● Task
Pictures are not part of the copy; reproduce the remaining data exactly.

● Records for this exercise
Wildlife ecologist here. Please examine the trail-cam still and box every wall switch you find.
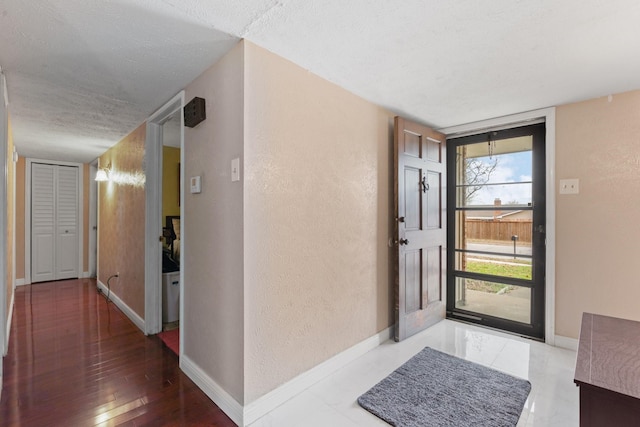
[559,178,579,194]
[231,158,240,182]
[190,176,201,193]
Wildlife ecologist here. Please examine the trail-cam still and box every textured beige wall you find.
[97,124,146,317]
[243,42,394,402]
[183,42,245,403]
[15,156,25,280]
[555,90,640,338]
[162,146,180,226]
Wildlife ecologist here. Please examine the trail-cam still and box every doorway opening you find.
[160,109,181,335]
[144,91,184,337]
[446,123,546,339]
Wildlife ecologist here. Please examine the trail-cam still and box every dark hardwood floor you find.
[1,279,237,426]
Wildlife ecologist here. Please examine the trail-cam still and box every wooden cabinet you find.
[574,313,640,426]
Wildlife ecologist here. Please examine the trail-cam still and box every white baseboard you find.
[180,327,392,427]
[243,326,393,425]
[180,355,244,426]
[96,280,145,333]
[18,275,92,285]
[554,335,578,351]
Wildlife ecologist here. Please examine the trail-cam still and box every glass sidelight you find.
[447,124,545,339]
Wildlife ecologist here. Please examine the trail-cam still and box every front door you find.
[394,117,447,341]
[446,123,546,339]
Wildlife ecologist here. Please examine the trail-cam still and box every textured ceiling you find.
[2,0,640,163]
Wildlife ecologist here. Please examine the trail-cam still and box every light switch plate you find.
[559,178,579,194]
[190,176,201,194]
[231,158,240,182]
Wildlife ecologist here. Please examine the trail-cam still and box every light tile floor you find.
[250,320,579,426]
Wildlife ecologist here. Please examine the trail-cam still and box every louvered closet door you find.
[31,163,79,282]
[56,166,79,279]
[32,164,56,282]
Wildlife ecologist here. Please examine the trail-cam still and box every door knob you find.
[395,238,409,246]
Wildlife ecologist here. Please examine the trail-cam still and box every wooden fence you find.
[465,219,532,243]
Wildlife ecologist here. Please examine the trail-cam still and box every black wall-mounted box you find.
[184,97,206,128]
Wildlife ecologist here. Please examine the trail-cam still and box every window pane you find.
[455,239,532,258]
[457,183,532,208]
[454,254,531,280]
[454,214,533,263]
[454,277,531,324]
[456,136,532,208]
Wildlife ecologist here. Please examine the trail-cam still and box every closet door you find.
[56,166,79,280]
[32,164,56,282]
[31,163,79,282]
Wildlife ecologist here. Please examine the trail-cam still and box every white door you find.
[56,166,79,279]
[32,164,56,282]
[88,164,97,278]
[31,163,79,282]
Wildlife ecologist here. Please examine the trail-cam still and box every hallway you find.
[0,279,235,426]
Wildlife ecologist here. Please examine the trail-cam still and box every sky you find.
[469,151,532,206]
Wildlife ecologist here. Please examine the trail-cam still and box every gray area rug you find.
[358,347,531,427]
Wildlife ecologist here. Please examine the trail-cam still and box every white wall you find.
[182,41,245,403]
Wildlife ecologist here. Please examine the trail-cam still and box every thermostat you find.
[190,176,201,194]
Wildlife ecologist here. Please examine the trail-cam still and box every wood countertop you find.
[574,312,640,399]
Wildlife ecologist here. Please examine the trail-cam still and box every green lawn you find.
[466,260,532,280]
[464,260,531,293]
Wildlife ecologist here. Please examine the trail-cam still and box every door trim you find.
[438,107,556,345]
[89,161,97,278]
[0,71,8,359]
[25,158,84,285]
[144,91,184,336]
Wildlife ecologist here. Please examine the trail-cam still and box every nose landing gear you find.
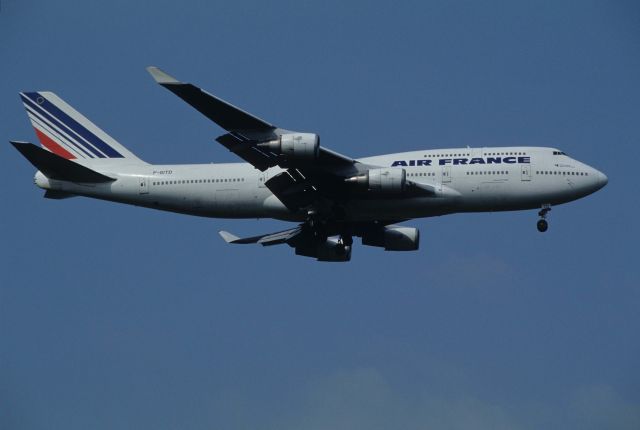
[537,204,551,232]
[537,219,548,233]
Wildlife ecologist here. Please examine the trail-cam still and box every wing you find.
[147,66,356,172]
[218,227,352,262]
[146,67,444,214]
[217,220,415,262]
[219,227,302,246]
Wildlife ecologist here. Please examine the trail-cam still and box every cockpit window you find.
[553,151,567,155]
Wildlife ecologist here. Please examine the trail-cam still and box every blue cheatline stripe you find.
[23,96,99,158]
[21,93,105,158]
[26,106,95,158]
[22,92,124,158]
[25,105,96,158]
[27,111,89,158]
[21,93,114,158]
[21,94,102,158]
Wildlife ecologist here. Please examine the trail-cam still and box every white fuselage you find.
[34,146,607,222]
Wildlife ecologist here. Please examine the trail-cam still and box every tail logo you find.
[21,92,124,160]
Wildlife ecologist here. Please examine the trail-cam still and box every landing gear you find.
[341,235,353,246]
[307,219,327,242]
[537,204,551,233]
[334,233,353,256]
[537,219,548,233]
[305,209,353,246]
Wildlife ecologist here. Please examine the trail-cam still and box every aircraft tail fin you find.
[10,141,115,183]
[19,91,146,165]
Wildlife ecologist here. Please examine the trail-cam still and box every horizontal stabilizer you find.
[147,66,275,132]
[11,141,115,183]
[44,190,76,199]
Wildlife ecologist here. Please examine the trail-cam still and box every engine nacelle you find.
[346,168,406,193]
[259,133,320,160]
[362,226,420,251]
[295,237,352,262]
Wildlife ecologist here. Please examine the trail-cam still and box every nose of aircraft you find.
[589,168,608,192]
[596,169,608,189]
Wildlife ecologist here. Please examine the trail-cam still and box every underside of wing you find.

● Task result
Wildlife ecologist here. Please examine the trail-cam still and box every wall switch you find.
[559,178,579,194]
[231,158,240,182]
[190,176,201,193]
Wildlife ecologist here. Please examine the trail-cam still and box every textured beige wall you find.
[97,124,146,317]
[243,42,394,402]
[183,42,245,403]
[15,156,25,280]
[555,90,640,338]
[162,146,180,226]
Wildlife ecologist here. Please examine the trail-cam still and box every doorway opening you find.
[160,109,181,335]
[144,91,184,337]
[446,123,546,339]
Wildlife ecologist here. Please examine the trail-cam still and box every dark hardwood floor you find.
[1,279,237,426]
Wildlife ecologist here. Please examine the trail-cam still and box every wooden cabinet you find.
[574,313,640,426]
Wildlife ecologist here. Please examine the trail-cam still and box every white baseboard you find.
[180,327,392,427]
[243,326,393,425]
[180,355,244,426]
[96,280,145,333]
[18,275,92,285]
[554,335,578,351]
Wildlife ecologist here. Please examine the trail-cam still and box every glass sidelight you find.
[447,124,545,339]
Wildlife ecologist here. Please examine the trail-cam still and box every front door you find.
[394,117,447,341]
[446,123,546,339]
Wildlife ecologist here. Please examine the trail-cam still and box every textured ceiling you find.
[2,0,640,163]
Wildlife ecologist here. Please examine the trail-cam still and box every light switch plate you find.
[559,178,579,194]
[190,176,201,194]
[231,158,240,182]
Wildlife ecologist here. Please examine the trail-cam still and box every light tile floor you find.
[250,320,579,426]
Wildlife ecologist here. Please examine the trail-cam still and box every louvered closet door you find.
[31,163,79,282]
[56,166,79,279]
[32,164,56,282]
Wildlife ecologist here. Please examine the trail-cam still and box every door knob you find.
[395,238,409,246]
Wildlife ecologist here. Please examine the trail-cam still and box every wooden fence you find.
[465,219,532,243]
Wildlife ecologist here. Please examine the trail-cam still and box every black wall-mounted box you find.
[184,97,206,128]
Wildlife ecologist here. Please examine the trail-cam still and box every window pane you find.
[455,239,532,258]
[457,183,532,208]
[454,254,531,280]
[454,214,533,263]
[454,277,531,324]
[456,136,532,208]
Wildlife ecologist here. Please examine the trail-cam still and box every closet door you find.
[56,166,79,280]
[32,164,56,282]
[31,163,79,282]
Wildlife ecologist here. Please examine the trail-cam still and box every white door you find.
[56,166,79,279]
[32,164,56,282]
[88,164,97,278]
[31,163,79,282]
Wildlife ecologist here. Please examine the trail-cam still and box every hallway you find.
[0,279,235,426]
Wildlife ecologist here. Please examine the trail-cam still and box every sky you find.
[469,151,532,206]
Wildlife ecologist here. Please examine the trail-cam still and box every gray area rug you find.
[358,347,531,427]
Wildlife ecologist here. Please examine the trail-cam still and box every white wall you find.
[182,41,245,403]
Wildlife ecologist here. Please examine the trail-cam still and box every thermostat you find.
[190,176,201,194]
Wildlife ecologist here. Please examine the trail-cam still and box every wood countertop you find.
[574,312,640,399]
Wildlife ecologist here. Please examine the trail-cam still and box every green lawn you find.
[466,260,532,280]
[464,260,531,293]
Wildlife ecologist here. Please examine the trail-cam still and box every door trim you find.
[438,107,556,345]
[89,161,97,278]
[0,71,8,359]
[25,158,84,285]
[144,91,184,336]
Wildlife ecologist here. Please examine the trail-cam still and box every nose landing gear you find.
[537,204,551,232]
[537,219,548,233]
Wildlife ecologist here. Please examine the trail-cam still and box every wing you find.
[147,66,356,172]
[218,227,352,262]
[146,67,444,214]
[217,220,415,262]
[219,227,302,246]
Wildlife ecologist here. Please examine the trail-cam still and box every cockpit window you find.
[553,151,567,155]
Wildlife ecologist here. Please examine the trail-cam still and box every blue cheatline stripe you find.
[23,96,99,158]
[21,93,105,158]
[26,106,95,158]
[22,92,124,158]
[25,105,96,158]
[27,111,89,158]
[21,93,114,158]
[21,94,102,158]
Wildlife ecologist here. Please examine the trail-cam still and box every white fuselage you find.
[34,146,607,222]
Wildlife ecologist here. Please examine the trail-cam still and box every tail logo you find.
[21,92,124,160]
Wildlife ecologist here. Please examine the trail-cam still and box every landing gear you find.
[341,235,353,246]
[307,219,327,242]
[537,204,551,233]
[334,233,353,256]
[537,219,548,233]
[305,209,353,246]
Wildlife ecologist here. Please examine the trail-cam still and box every aircraft tail fin you find.
[10,141,115,183]
[19,91,146,165]
Wildlife ecologist here. Please examine the trail-cam still and box every horizontal stabilizer you find.
[147,66,275,132]
[11,141,115,183]
[44,190,76,199]
Wildlife ecologist here. Please examine the trail-cam still and box every engine nacelle you find.
[346,168,406,193]
[259,133,320,160]
[362,226,420,251]
[295,237,352,262]
Wildlife ecologist here. Please examine the trail-cam still and box every nose of aircraft you find.
[589,168,608,192]
[596,169,608,189]
Wildlife ecologist here. Please examine the trail-cam still and box every underside of wing you find.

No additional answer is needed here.